■ **SOAL YANG DIBERIKAN 1**: Ubah paragraf tentang Sumpah Pemuda yang diawali "Pada 94 tahun silam" menjadi daftar poin yang lebih ringkas tanpa menghilangkan fakta utamanya.

Pada 94 tahun silam, para perumus Sumpah Pemuda menyepakati bahasa Indonesia sebagai bahasa persatuan di antara dua ikrar pemersatu sebelumnya. Kesepakatan itu tidak berjalan secara mulus. Di balik kesepakatan itu, ada alasan dan kontestasi yang terbilang intens. Selain ada perbedaan pendapat tentang pemilihan nama bahasa Indonesia sebagai bahasa persatuan di antara Tabrani dan Yamin, ada juga motif politis dan kultural di balik kesepakatan itu. Sebelumnya, ketika Kongres Pemuda I yang diketuai oleh Tabrani digelar di Jakarta pada 30 April—2 Mei 1926, Yamin memilih nama bahasa Melayu karena bahasa Melayu merupakan bahasa yang egaliter dan sudah digunakan sebagai bahasa pengantar (lingua franca) di seluruh Nusantara. Sementara itu, Tabrani memilih nama bahasa Indonesia sebagai bahasa persatuan dengan alasan bahwa dua ikrar Sumpah Pemuda sebelumnya sudah berbunyi “Bertumpah darah yang satu, tanah air Indonesia dan Berbangsa yang satu, bangsa Indonesia”.

■ **DATA TUGAS**:
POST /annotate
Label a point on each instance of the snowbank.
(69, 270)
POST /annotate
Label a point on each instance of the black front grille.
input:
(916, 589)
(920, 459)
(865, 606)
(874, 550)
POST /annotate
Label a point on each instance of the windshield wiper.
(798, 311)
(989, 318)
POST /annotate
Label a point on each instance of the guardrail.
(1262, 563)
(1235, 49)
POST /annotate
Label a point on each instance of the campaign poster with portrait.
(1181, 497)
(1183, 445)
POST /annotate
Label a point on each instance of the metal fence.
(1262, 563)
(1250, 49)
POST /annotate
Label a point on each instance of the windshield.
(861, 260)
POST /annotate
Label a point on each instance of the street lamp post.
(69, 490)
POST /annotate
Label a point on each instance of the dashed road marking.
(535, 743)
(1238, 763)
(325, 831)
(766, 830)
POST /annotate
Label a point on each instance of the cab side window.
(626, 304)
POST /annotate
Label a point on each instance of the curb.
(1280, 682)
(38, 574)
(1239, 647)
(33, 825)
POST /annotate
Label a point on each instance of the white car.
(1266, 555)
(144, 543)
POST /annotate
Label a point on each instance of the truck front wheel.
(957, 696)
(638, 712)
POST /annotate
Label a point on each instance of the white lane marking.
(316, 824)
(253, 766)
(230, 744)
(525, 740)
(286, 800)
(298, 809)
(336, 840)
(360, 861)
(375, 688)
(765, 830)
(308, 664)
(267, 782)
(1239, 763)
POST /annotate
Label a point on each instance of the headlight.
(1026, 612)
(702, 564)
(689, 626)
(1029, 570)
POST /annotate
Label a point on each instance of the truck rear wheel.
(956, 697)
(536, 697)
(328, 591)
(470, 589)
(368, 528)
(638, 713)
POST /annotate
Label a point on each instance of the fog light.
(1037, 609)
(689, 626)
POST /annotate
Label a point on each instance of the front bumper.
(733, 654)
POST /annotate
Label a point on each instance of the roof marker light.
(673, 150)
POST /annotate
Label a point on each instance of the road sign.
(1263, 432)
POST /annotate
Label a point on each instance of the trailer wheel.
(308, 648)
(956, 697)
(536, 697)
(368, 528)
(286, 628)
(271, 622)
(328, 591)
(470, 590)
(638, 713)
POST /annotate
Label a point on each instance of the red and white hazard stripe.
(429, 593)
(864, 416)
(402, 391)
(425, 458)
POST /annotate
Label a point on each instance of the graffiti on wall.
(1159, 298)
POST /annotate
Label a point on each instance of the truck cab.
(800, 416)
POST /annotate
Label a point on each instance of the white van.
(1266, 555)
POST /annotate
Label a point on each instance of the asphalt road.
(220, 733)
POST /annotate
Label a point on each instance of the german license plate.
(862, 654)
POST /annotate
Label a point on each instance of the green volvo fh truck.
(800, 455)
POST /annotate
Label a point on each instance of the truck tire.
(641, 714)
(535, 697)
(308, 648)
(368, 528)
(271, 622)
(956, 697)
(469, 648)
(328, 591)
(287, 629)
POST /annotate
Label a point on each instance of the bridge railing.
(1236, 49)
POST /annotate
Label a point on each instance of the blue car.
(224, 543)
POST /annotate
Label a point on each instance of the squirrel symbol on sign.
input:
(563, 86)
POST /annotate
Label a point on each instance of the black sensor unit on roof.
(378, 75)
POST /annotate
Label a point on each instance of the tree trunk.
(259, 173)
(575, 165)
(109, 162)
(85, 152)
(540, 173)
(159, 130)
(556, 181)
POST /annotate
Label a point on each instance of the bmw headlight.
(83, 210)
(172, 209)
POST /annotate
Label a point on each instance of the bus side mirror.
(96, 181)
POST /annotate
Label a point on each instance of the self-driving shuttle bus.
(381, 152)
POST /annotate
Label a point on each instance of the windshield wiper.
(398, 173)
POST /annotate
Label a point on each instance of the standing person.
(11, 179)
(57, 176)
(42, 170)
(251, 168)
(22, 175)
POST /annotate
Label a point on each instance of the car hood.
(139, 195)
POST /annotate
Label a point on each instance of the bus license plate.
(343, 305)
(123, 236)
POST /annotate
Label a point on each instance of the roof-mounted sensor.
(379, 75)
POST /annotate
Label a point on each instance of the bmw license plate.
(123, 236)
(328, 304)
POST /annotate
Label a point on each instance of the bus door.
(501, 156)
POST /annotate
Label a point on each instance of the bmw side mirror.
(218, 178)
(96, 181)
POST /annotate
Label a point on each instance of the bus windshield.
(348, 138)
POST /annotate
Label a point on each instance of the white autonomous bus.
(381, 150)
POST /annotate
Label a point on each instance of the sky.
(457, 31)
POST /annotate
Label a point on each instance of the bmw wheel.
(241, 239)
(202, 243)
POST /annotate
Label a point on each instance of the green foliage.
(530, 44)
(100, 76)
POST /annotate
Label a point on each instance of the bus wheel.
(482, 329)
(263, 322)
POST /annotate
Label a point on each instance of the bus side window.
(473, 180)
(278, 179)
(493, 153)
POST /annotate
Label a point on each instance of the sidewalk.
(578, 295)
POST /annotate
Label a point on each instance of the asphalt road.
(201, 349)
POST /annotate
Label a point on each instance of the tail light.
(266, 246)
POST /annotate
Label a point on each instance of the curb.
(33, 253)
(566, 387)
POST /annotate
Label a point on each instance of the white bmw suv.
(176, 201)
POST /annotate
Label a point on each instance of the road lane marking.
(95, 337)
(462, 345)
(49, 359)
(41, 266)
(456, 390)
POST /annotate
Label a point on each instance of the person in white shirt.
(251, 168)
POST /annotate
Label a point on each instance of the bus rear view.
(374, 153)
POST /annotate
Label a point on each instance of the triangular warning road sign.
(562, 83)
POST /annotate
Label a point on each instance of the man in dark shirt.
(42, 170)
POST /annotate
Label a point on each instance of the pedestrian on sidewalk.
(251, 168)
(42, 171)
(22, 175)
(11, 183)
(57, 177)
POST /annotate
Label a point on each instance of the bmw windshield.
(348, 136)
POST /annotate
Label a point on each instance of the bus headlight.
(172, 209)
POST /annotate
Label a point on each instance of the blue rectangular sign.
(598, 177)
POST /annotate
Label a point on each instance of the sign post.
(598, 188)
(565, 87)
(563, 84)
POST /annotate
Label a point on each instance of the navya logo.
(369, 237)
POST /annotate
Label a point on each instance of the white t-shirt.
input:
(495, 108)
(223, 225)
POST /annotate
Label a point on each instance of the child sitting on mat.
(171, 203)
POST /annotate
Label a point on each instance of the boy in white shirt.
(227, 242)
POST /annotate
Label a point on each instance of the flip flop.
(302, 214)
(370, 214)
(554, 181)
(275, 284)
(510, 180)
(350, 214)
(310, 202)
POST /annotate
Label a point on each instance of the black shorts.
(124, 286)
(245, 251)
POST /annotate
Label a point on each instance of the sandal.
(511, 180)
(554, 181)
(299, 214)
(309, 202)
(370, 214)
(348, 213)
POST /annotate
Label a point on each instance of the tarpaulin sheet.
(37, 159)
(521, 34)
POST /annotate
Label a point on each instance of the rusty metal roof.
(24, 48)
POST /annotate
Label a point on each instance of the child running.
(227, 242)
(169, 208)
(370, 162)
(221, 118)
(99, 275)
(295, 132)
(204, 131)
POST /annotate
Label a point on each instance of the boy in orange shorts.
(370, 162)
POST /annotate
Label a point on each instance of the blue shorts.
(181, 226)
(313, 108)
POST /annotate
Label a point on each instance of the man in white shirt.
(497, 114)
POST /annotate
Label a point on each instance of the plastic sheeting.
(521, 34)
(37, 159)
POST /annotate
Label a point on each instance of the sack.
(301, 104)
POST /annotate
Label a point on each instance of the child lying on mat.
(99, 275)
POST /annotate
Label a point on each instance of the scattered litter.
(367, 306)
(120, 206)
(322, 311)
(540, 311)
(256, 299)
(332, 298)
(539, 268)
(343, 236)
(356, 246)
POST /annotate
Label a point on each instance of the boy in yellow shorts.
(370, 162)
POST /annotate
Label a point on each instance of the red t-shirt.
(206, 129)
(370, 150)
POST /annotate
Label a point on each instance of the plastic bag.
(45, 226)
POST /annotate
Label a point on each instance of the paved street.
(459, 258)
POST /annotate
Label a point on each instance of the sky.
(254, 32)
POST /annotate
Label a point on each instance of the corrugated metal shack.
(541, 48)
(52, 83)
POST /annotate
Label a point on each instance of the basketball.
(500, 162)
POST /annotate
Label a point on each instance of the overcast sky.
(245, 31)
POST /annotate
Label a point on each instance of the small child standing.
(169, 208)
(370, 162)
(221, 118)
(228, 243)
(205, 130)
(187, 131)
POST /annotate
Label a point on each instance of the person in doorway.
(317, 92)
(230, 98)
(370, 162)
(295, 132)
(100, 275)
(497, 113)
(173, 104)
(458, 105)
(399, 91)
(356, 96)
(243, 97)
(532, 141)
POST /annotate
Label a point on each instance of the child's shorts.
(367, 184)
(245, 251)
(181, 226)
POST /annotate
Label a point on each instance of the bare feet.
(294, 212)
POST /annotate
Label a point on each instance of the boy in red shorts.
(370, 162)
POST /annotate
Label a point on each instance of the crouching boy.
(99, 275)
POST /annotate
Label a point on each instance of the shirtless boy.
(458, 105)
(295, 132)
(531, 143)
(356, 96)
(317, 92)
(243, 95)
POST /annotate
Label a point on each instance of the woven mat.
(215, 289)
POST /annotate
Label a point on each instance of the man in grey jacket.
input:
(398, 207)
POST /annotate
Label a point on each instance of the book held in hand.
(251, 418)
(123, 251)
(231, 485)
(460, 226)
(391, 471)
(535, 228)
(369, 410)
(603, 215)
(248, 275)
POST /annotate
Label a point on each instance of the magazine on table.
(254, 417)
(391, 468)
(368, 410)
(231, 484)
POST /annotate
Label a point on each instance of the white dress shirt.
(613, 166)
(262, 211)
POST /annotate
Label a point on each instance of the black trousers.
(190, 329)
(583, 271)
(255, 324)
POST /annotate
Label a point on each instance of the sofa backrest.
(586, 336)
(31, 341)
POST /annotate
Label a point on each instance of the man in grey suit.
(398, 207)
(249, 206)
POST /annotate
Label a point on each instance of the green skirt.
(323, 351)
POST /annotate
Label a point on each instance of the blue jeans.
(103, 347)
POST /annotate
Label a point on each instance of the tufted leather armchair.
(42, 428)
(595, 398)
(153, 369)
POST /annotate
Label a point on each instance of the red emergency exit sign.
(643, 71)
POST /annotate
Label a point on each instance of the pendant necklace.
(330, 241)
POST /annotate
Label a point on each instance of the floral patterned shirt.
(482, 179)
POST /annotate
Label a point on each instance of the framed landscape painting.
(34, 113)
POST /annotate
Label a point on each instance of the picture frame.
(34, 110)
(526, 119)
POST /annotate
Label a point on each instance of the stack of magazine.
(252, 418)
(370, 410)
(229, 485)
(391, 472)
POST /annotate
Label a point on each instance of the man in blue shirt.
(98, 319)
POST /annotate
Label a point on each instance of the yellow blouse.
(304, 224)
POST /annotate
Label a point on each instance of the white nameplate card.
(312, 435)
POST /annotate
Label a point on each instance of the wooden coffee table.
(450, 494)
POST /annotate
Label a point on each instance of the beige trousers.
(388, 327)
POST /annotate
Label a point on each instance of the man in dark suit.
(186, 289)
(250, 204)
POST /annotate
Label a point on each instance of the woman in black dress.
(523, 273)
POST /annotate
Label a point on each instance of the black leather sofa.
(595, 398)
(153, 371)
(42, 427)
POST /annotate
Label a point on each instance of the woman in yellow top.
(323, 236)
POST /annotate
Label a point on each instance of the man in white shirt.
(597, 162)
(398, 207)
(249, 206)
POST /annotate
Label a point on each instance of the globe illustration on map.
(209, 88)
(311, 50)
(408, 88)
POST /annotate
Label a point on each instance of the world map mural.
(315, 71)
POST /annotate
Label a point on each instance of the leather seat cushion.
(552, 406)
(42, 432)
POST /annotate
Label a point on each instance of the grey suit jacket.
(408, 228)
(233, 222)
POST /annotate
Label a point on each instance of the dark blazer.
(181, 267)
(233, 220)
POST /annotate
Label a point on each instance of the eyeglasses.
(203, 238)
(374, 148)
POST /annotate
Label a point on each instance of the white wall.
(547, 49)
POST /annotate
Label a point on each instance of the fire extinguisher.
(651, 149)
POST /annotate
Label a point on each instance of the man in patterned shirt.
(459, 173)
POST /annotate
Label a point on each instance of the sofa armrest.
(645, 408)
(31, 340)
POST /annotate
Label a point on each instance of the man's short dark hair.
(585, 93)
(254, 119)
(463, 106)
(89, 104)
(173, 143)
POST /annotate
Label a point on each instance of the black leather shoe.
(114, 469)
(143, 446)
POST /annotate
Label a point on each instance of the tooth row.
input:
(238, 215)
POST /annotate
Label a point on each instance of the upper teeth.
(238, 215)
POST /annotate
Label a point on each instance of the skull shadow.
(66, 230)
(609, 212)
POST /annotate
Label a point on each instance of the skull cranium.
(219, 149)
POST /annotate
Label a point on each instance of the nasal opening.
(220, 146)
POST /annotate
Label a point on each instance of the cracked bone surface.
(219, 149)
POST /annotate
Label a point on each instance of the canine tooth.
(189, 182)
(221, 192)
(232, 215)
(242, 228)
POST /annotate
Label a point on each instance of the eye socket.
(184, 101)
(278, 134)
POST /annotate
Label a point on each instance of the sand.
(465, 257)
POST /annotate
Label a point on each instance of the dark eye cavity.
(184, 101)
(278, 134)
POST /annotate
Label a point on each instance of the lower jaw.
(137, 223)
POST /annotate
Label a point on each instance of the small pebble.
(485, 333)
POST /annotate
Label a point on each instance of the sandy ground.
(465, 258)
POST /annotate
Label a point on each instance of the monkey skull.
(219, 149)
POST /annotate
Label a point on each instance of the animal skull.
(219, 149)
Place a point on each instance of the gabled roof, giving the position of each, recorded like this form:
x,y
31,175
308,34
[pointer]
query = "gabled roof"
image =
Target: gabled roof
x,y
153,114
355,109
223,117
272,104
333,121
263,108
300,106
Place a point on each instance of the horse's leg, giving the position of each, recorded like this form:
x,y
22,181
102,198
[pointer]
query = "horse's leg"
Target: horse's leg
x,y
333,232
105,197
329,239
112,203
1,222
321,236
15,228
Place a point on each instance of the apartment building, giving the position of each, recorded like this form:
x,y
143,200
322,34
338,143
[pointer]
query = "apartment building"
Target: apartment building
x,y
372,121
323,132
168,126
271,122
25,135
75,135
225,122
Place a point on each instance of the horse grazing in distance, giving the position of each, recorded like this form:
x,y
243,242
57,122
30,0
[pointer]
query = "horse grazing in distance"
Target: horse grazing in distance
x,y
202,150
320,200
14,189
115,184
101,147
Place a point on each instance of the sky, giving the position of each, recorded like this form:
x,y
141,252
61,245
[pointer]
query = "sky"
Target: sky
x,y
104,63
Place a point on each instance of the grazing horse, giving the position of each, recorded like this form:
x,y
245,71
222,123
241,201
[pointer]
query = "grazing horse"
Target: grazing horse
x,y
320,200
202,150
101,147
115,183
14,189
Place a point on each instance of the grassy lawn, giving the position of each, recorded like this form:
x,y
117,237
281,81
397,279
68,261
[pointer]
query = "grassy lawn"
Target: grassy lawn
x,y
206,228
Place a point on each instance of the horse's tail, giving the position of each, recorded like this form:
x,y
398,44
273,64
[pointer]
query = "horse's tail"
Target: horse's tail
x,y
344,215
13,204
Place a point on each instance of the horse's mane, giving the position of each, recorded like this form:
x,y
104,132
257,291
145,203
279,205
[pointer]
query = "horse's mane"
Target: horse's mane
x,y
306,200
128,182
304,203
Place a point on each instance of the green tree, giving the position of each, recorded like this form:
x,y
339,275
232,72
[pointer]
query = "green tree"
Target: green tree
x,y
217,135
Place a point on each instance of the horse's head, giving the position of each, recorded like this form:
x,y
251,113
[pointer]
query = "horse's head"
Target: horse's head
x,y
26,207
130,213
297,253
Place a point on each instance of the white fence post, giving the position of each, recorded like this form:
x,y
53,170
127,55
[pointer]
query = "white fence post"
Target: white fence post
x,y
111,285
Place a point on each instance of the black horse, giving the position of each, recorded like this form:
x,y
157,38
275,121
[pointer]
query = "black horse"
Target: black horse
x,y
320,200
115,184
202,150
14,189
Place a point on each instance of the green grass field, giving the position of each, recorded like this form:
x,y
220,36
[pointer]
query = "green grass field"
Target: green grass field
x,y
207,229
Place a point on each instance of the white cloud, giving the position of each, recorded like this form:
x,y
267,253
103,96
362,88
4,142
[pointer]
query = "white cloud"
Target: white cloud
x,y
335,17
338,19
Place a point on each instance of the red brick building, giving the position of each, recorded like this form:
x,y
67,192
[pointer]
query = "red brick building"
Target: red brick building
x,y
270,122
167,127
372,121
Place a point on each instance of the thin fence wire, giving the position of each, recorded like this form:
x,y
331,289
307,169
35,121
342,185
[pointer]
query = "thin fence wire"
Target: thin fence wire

■ **SOAL YANG DIBERIKAN 2**: Hitung jumlah baris dalam listing yang memuat kata "thin". Tuliskan angkanya saja.

■ **HASIL TUGAS 1**:
- 94 tahun silam, para perumus Sumpah Pemuda menyepakati bahasa Indonesia sebagai bahasa persatuan, di samping dua ikrar pemersatu sebelumnya.
- Kesepakatan itu tidak mulus. Di baliknya ada alasan dan kontestasi yang cukup intens, termasuk motif politis dan kultural.
- Tabrani dan Yamin berbeda pendapat tentang nama bahasa persatuan.
- Pada Kongres Pemuda I (Jakarta, 30 April–2 Mei 1926, diketuai Tabrani), Yamin memilih nama bahasa Melayu. Alasannya, bahasa itu egaliter dan sudah menjadi bahasa pengantar (lingua franca) di seluruh Nusantara.
- Tabrani memilih nama bahasa Indonesia karena dua ikrar sebelumnya sudah berbunyi "Bertumpah darah yang satu, tanah air Indonesia dan Berbangsa yang satu, bangsa Indonesia".

■ **HASIL TUGAS 2**: 3